■ TUGAS YANG DIKERJAKAN:
1 > Dalam teks tentang Nasir Abbas, siapa yang menangkapnya sehingga rencana teror besarnya di Asia Tenggara pada tahun 2003 gagal?
2 > Salin kembali bagian teks tentang Nasir Abbas persis seperti aslinya, mulai dari "Di hadapan seribuan" hingga dan termasuk "beberapa wilayah lainnya.".

■ KUTIPAN UNTUK DIBACA:
────────────────────
Sunday, 28 February 2016

Bersyukur Rencana Teror Besarnya di Asteng Gagal

Mantan pimpinan teroris Asia Tenggara Nasir Abbas mengungkapkan rasa syukurnya setelah disadarkan mengenai aksi brutalnya. Saat itu dia ketua Mantiqi III Mujahidin untuk wilayah Asia Tenggara.
“KESYUKURAN saya karena rencana besar saya untuk melakukan teror di Asia Tenggara pada tahun 2003 itu gagal setelah Pak Saud Usman menangkap saya,” ujarnya saat menjadi pembicara dalam dialog kebangsaan di Balai Jenderal Muh Yusuf Makassar, Jumat (26/2).
Di hadapan seribuan pengurus dan anggota Kosgoro di Sulawesi Selatan, Nasir Abbas mengatakan, dirinya merupakan guru dari Imam Samudra serta guru dari para teroris terkenal lainnya di Asia telah banyak menciptakan banyak kamp latihan bagi para pemuda.

Nasir Abbas mengatakan, dirinya merupakan guru dari Imam Samudra serta guru dari para teroris terkenal lainnya di Asia. Dia menceritakan bagaimana rasanya saat memimpin kelompok Mujahiddin di beberapa wilayah di Asia Tenggara sebagai otak kelompok teroris.
Diungkapkannya, dirinya adalah ketua Mantiqi III untuk mengatasi wilayah di Asia Tenggara, seperti Sabah Malaysia, Kalimantan Timur, Sulawesi Tengah, Sulawesi Tenggara, dan beberapa wilayah lainnya.
────────────────────
■ BAHAN TERKUMPUL:
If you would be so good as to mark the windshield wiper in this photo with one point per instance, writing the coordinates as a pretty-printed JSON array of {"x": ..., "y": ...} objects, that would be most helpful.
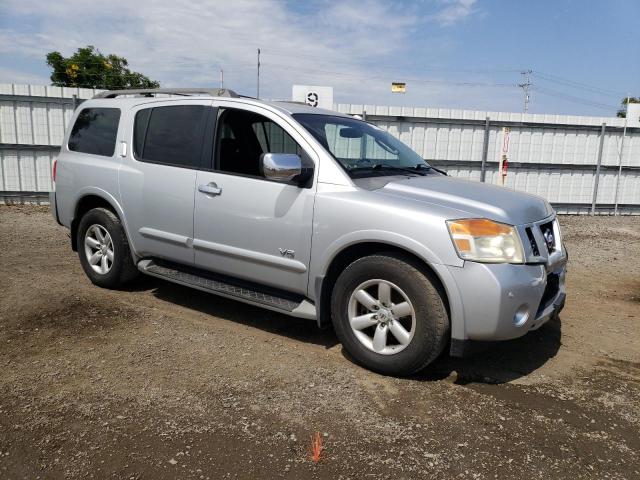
────────────────────
■ HASIL LATIHAN:
1 > Pak Saud Usman.

2 >
Di hadapan seribuan pengurus dan anggota Kosgoro di Sulawesi Selatan, Nasir Abbas mengatakan, dirinya merupakan guru dari Imam Samudra serta guru dari para teroris terkenal lainnya di Asia telah banyak menciptakan banyak kamp latihan bagi para pemuda.

Nasir Abbas mengatakan, dirinya merupakan guru dari Imam Samudra serta guru dari para teroris terkenal lainnya di Asia. Dia menceritakan bagaimana rasanya saat memimpin kelompok Mujahiddin di beberapa wilayah di Asia Tenggara sebagai otak kelompok teroris.
Diungkapkannya, dirinya adalah ketua Mantiqi III untuk mengatasi wilayah di Asia Tenggara, seperti Sabah Malaysia, Kalimantan Timur, Sulawesi Tengah, Sulawesi Tenggara, dan beberapa wilayah lainnya.